TEXT EXCERPT:
┏━━
Don Data, host of No One Man, shares his ten favorite albums of 2019.

Was 2019 a little different for anyone else? Music sorta came and went; and before I knew it, it was already December. New music is still coming out and we are only weeks away from 2020. Groups like The Free Nationals are making their studio debut. Rumors of a Jesus Is King prequel Jesus Is Born featuring the Sunday Service Choir litter the Internet. I’m hoping either D’Angelo or Frank Ocean drop a cover of “1999” to close out the year, because at the rate we’re going, anything is possible. So, going back through my rotation. I found ten of my favorite albums, albums that shook me on my first listen, or albums that took me back to places where memories share a more colorful haze then the often pale reality. So without trying to bum you out, these are my ten favorite albums of 2019. - Don Data

10. Ari Lennox - Shea Butter Baby (neo-soul)

Growing up in the '90s, there were a few albums I would imagine all my friends’ moms had in the back of their car. Maybe Janet Jackson’s self-titled release or the Miseducation of Lauryn Hill, or my personal favorite (the one which pulls on my memory’s strings most) Baduizm (Live). Erykah Badu’s Baduizm was a raw and new take on the soul genre for the time. Using elements of hip-hop production, with live soul and funk instrumentation, Badu brought new life to the genre. In 2019, Ari Lennox’s Dreamville debut also does just that. Shining amongst a sea of incredibly talented rappers, the lone soul singer finds her lane combining a familiar neo-soul with Dreamville’s in-house production team, and 21st Century tools of storytelling—Instagram Live—take us along the singer’s journey.
┗━━
THE REQUEST: Repeat the 2019 albums piece word for word, from "Growing up in" to "the singer’s journey.".

EXTRACTED RECORDS:
┏━━
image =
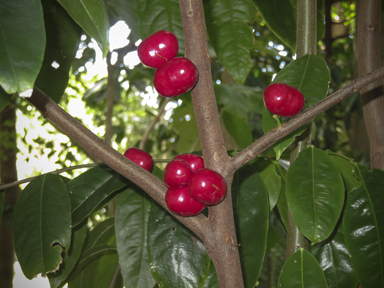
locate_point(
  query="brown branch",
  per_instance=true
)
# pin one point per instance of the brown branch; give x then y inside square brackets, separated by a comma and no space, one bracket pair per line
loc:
┗━━
FINAL RESULT:
Growing up in the '90s, there were a few albums I would imagine all my friends’ moms had in the back of their car. Maybe Janet Jackson’s self-titled release or the Miseducation of Lauryn Hill, or my personal favorite (the one which pulls on my memory’s strings most) Baduizm (Live). Erykah Badu’s Baduizm was a raw and new take on the soul genre for the time. Using elements of hip-hop production, with live soul and funk instrumentation, Badu brought new life to the genre. In 2019, Ari Lennox’s Dreamville debut also does just that. Shining amongst a sea of incredibly talented rappers, the lone soul singer finds her lane combining a familiar neo-soul with Dreamville’s in-house production team, and 21st Century tools of storytelling—Instagram Live—take us along the singer’s journey.